** Task instructions **
An exact copy of each line below is needed, with no images in it.

** Input material **
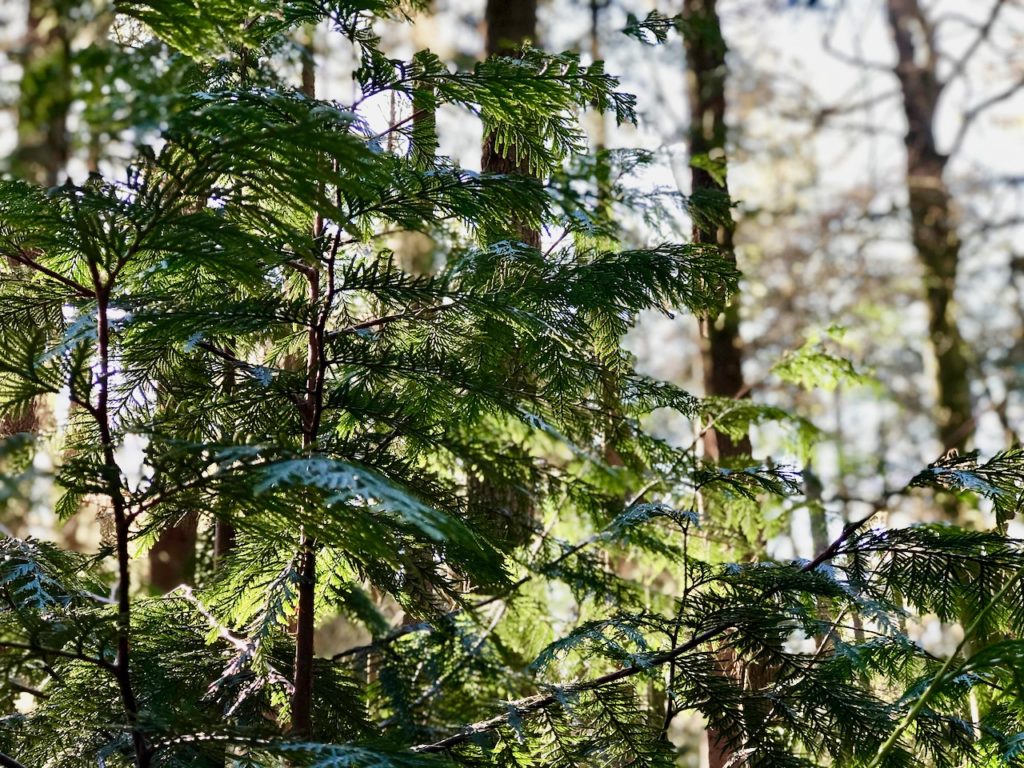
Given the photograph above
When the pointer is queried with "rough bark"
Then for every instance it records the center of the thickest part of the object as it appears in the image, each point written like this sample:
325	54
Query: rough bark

** Answer box **
Given the photograph above
When the pointer is queried with "rough bark"
Then for every instance it records the center of the thickest part of the object as it appears in the image, each point written like this sample:
325	54
Query: rough bark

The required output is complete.